## What the exercise asks
Copy each line below that contains "woman".

## Input
-*-*-

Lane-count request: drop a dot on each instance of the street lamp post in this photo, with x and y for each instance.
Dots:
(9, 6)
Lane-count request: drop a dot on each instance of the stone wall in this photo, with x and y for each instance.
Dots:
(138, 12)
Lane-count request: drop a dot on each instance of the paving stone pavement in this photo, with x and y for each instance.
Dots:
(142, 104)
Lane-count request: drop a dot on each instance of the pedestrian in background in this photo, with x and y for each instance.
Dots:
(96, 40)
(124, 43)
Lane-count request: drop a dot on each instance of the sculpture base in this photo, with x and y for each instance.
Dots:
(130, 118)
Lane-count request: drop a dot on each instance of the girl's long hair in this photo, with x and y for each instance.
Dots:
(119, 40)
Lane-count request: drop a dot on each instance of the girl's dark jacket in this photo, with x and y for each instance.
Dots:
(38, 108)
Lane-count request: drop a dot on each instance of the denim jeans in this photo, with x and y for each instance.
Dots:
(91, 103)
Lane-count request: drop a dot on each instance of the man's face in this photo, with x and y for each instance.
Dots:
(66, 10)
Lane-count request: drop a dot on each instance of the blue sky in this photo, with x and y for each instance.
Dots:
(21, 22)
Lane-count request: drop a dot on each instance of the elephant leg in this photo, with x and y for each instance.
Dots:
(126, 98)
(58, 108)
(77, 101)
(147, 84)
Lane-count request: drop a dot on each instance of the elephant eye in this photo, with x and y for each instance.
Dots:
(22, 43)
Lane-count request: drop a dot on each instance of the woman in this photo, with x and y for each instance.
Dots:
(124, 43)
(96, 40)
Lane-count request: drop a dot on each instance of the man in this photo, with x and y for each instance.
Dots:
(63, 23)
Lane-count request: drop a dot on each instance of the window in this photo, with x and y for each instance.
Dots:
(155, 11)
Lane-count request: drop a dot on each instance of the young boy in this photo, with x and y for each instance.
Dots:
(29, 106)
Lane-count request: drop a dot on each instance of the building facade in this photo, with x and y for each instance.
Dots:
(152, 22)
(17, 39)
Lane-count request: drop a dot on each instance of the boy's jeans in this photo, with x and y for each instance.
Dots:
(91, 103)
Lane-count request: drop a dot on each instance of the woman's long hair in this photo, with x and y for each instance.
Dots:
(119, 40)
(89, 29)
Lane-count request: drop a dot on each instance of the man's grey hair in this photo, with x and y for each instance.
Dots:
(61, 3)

-*-*-

## Task answer
Lane-count request: drop a dot on each instance of the woman in this photo, with x and y for each instance.
Lane-count request: drop a dot on each instance of the woman's long hair in this photo, with x and y for each instance.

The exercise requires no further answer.